The records should be repeated word for word, pictures excluded.
+++++
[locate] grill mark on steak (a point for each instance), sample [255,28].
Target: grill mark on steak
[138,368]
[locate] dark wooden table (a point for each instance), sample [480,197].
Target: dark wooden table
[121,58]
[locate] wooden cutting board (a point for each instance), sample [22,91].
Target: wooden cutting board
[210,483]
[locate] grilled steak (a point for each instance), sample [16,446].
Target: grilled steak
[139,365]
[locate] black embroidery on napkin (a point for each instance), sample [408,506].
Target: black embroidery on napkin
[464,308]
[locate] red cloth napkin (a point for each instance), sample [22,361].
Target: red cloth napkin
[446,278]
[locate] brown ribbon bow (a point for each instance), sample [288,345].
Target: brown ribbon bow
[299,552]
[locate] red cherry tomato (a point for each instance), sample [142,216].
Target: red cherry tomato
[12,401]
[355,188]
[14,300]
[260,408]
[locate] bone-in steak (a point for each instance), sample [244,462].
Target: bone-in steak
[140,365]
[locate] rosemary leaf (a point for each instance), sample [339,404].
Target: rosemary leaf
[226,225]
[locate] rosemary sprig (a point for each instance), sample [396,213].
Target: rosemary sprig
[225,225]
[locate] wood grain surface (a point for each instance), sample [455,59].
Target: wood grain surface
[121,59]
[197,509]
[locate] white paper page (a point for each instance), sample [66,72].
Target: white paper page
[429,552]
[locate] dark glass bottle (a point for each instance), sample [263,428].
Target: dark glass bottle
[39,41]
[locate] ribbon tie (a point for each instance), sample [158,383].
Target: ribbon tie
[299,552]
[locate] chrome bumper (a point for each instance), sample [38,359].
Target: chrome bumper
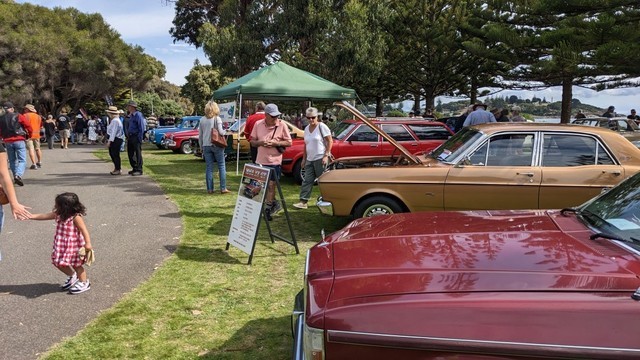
[297,327]
[325,207]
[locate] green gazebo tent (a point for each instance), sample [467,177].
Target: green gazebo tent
[281,81]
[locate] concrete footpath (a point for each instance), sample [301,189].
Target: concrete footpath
[133,228]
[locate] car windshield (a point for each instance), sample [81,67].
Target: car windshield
[343,129]
[456,145]
[616,213]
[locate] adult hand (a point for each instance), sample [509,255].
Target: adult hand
[20,211]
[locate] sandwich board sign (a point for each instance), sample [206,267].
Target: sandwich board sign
[250,209]
[246,215]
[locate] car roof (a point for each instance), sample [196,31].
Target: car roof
[397,121]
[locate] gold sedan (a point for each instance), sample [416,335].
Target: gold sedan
[489,166]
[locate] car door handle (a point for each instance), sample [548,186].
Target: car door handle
[614,172]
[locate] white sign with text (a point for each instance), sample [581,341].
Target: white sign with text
[246,216]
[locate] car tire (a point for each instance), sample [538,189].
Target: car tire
[377,205]
[298,172]
[185,148]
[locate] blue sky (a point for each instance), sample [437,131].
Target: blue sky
[147,23]
[141,22]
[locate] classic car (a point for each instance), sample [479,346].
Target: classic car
[627,127]
[489,166]
[187,123]
[178,141]
[491,284]
[355,138]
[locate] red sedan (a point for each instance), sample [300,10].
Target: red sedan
[526,284]
[355,138]
[178,142]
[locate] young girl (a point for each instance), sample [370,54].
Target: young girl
[71,235]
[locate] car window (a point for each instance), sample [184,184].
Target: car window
[343,130]
[457,145]
[426,132]
[505,150]
[363,133]
[397,132]
[572,150]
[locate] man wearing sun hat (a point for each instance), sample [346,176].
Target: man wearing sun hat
[33,142]
[135,134]
[479,115]
[115,137]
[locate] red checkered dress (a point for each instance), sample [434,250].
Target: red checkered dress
[67,242]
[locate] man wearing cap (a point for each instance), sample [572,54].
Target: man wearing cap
[248,127]
[15,129]
[33,142]
[135,134]
[515,115]
[78,129]
[64,128]
[479,115]
[271,136]
[611,112]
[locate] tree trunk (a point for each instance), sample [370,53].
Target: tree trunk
[567,95]
[379,106]
[474,91]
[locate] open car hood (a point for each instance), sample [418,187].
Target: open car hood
[480,251]
[347,106]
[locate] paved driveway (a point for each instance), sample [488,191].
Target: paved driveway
[133,228]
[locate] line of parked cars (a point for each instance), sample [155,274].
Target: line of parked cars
[496,278]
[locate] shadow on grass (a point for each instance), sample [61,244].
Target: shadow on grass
[257,339]
[205,254]
[30,291]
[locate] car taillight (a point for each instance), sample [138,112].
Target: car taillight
[313,343]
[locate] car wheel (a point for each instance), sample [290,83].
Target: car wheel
[185,148]
[298,172]
[377,205]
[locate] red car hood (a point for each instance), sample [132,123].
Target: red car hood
[479,251]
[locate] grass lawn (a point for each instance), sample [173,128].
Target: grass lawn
[204,302]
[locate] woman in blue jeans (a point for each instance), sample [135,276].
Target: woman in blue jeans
[210,152]
[18,210]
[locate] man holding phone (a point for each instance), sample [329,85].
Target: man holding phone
[271,136]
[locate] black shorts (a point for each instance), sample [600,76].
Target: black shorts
[276,172]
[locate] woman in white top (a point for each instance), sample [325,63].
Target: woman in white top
[316,155]
[210,152]
[92,132]
[115,133]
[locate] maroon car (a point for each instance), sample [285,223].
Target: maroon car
[179,141]
[554,284]
[354,138]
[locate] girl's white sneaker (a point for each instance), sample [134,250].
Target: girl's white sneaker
[80,287]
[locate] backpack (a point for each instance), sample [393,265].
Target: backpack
[10,126]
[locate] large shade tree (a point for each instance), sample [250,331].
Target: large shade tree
[66,58]
[566,43]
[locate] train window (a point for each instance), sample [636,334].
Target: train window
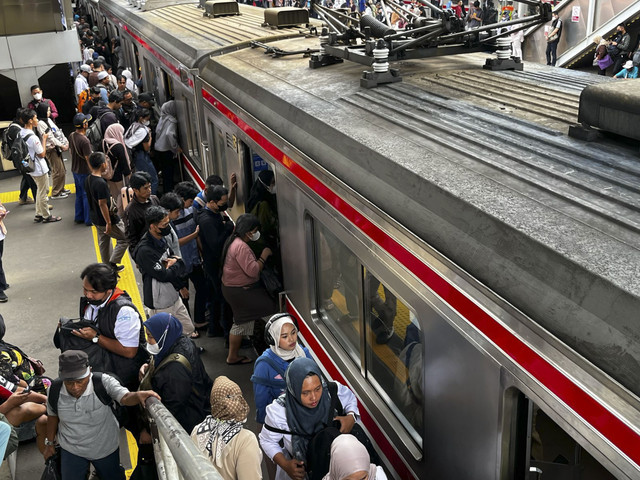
[542,449]
[192,132]
[394,344]
[338,274]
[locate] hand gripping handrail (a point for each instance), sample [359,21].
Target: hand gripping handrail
[191,464]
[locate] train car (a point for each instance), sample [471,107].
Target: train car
[468,270]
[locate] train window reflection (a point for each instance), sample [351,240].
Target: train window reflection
[339,290]
[547,451]
[394,345]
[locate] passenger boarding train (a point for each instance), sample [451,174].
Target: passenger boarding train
[471,274]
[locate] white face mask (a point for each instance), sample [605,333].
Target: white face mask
[153,349]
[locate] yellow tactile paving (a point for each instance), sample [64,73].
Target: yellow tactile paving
[10,197]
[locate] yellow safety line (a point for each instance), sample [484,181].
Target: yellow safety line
[10,197]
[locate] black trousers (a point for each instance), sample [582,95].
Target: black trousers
[27,183]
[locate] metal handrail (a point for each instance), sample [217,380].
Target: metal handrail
[190,463]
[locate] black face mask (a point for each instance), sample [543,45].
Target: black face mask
[94,302]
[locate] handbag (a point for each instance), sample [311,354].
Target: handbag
[37,365]
[271,282]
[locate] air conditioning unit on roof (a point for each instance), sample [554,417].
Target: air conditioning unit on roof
[219,8]
[286,17]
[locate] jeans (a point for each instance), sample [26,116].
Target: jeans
[27,184]
[143,163]
[75,468]
[42,208]
[104,242]
[552,48]
[82,204]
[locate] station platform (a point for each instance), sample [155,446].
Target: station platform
[42,263]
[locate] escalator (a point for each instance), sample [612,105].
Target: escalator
[583,20]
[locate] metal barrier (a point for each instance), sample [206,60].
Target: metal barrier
[177,457]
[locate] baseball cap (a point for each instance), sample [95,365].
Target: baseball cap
[146,97]
[73,364]
[80,118]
+++++
[FINISHED ANSWER]
[locate] grill mark on steak (a point for each instance), sample [255,28].
Target: grill mark on steak
[138,368]
[locate] dark wooden table (a point for each instance), sample [480,197].
Target: dark wooden table
[121,58]
[locate] wooden cutting board (a point for each instance), sample [22,91].
Target: wooden cutting board
[210,483]
[locate] grilled steak (a point for each instance), sample [16,446].
Target: grilled steak
[139,365]
[locate] black embroidery on napkin (a point for each instance), sample [408,506].
Target: black embroidery on napkin
[464,308]
[locate] red cloth napkin (a point for each instance), sample [22,361].
Target: red cloth napkin
[446,278]
[locate] brown ribbon bow (a point for each instance), sample [288,345].
Target: brown ribbon bow
[299,552]
[locate] red cherry tomato (a point for each instance), sample [142,216].
Target: red cherry tomato
[12,401]
[355,188]
[14,300]
[260,408]
[locate] bone-in steak (a point for each instance), sample [244,462].
Target: bone-in steak
[140,365]
[locate] rosemary leaf (a point for each instance), sample [339,404].
Target: rosemary leaf
[226,225]
[locate] rosemary sprig (a point for each instance), sample [396,213].
Target: rosemary sprig
[225,225]
[locate] wood grain surface (a point for each instance), sample [455,59].
Target: wood grain surface
[121,59]
[197,509]
[locate] white paper page (a point for each instance), sample [66,72].
Target: white paper page
[429,552]
[locate] dark glass bottle (a point for each instance), sample [263,428].
Target: dark glass bottle
[39,41]
[locate] ribbon tie (a point for each instance), sample [158,383].
Target: ribbon tie
[299,552]
[locate] chrome bumper (a point for each instance), sample [38,359].
Target: chrome bumper
[297,327]
[325,207]
[locate] green gazebo tent (a point for each instance), sample [467,177].
Target: green gazebo tent
[281,81]
[locate] concrete footpath (a point for each instance), sample [301,189].
Target: concrete footpath
[133,228]
[locate] car windshield (a point for each instance), sample [81,67].
Target: car windshield
[343,129]
[456,145]
[616,213]
[locate] adult hand (a point for each instance), sample [509,255].
Target: adult hand
[20,211]
[locate] sandwich board sign (a point for each instance), sample [206,267].
Target: sandwich board sign
[250,209]
[246,215]
[locate] car roof (a point for each instance), sample [196,31].
Target: car roof
[397,121]
[locate] gold sedan (a point for each instance), sample [416,335].
Target: gold sedan
[489,166]
[locate] car door handle (a point for each instance), sample [548,186].
Target: car door handle
[614,172]
[locate] white sign with text (a point for each instance), sample [581,341].
Target: white sign with text
[246,216]
[locate] car tire (a point for each instance), sample [538,189].
Target: car tire
[377,205]
[298,172]
[185,148]
[locate] blue sky (a point for each instance), sample [437,131].
Target: blue sky
[147,23]
[141,22]
[locate] classic car (a point for each instance), sample [479,346].
Target: classic car
[627,127]
[489,166]
[187,123]
[178,141]
[491,284]
[355,138]
[locate] red sedan (a point for each instance), sample [300,10].
Target: red sedan
[526,284]
[355,138]
[178,142]
[locate] young girl (a point for each instance), sample [370,54].
Target: young girl
[71,235]
[locate] car window (a point for each instance), sample [184,184].
Target: car window
[343,130]
[457,145]
[426,132]
[505,150]
[363,133]
[397,132]
[572,150]
[locate] man wearing sun hat (a point for each instance), sample [346,176].
Target: man wearing sun hat
[33,142]
[135,134]
[479,115]
[115,137]
[locate] red checkered dress (a point for each instance), sample [434,250].
Target: red checkered dress
[67,242]
[locate] man wearing cap (a point for each instance), sample [572,54].
Target: man wearing cap
[248,127]
[15,129]
[33,142]
[135,134]
[515,115]
[78,129]
[64,128]
[479,115]
[271,136]
[611,112]
[locate] tree trunk (a point for each instance), sample [370,53].
Target: tree trunk
[567,95]
[379,106]
[474,91]
[locate] open car hood (a point for each instance), sample [418,187].
Target: open car hood
[480,251]
[347,106]
[locate] paved driveway (a point for each instance), sample [488,191].
Target: paved driveway
[133,228]
[locate] line of parked cars (a point for each instance), sample [155,274].
Target: line of parked cars
[496,278]
[locate] shadow on grass (a point for each instance), sample [61,244].
Target: shadow on grass
[257,339]
[205,254]
[30,291]
[locate] car taillight (a point for each instance), sample [138,112].
Target: car taillight
[313,343]
[locate] car wheel (a point for each instance), sample [290,83].
Target: car wheel
[185,148]
[298,172]
[377,205]
[locate] red car hood (a point for each instance), sample [132,123].
Target: red car hood
[479,251]
[locate] grass lawn (a point for each instance), sample [173,128].
Target: grass lawn
[204,302]
[locate] woman in blue jeans (a point for each instance), sample [135,276].
Target: woman in blue jeans
[210,152]
[18,210]
[locate] man holding phone (a point for each instance), sample [329,85].
Target: man holding phone
[271,136]
[locate] black shorts (a point for each instance), sample [600,76].
Target: black shorts
[276,172]
[locate] woman in white top (a point for each instance), sample [325,63].
Target: woman in white top
[316,155]
[210,152]
[92,132]
[115,133]
[locate] maroon car (a point for each instance), sample [285,223].
Target: maroon car
[179,141]
[554,284]
[354,138]
[locate] girl's white sneaker (a point for each instance), sample [134,250].
Target: girl's white sneaker
[80,287]
[locate] backpack (a point for each instance), sample [393,265].
Target: backpack
[10,126]
[locate] large shade tree (a point for each instance), sample [250,331].
Target: large shade tree
[66,58]
[566,43]
[locate] train window (a point for each instance), sample [636,334].
Target: train window
[542,449]
[192,132]
[394,344]
[338,274]
[locate] hand gripping handrail (a point for each instance), sample [359,21].
Target: hand gripping handrail
[191,464]
[locate] train car (a point for each instance), sample [471,107].
Target: train car
[468,270]
[locate] train window reflection (a point for each instance), sample [351,240].
Target: train window reflection
[339,290]
[547,451]
[394,345]
[locate] passenger boarding train (a point for each instance), sample [451,174].
Target: passenger boarding train
[471,274]
[locate] white face mask (a point for each instance), sample [605,333].
Target: white face mask
[153,349]
[locate] yellow tactile paving (a point for each instance), sample [64,73].
Target: yellow tactile paving
[10,197]
[locate] yellow safety line (a point for each instance), sample [484,181].
Target: yellow safety line
[10,197]
[locate] black trousers (a point for each instance), sample [582,95].
Target: black trousers
[27,183]
[locate] metal handrail (a point for each instance), sample [217,380].
Target: metal handrail
[190,463]
[locate] black face mask (a point for each instance), sample [543,45].
Target: black face mask
[94,302]
[locate] handbag (a point for each instance), sample [311,354].
Target: handbag
[37,365]
[271,282]
[locate] air conditioning unit on roof (a point for each instance), sample [554,417].
Target: air conditioning unit on roof
[219,8]
[286,17]
[locate] jeans (a point for each instance), sample [26,116].
Target: jeans
[27,184]
[143,163]
[75,468]
[42,208]
[104,242]
[552,48]
[82,204]
[locate] station platform (a point for each instance), sample [155,446].
Target: station platform
[42,263]
[locate] escalator (a point for each instance), sample [612,105].
Target: escalator
[583,20]
[locate] metal barrier (a point for each instance), sample [206,60].
Target: metal barrier
[177,457]
[locate] baseball cap (a point for each instance), sample [95,365].
Target: baseball cap
[146,97]
[73,364]
[80,118]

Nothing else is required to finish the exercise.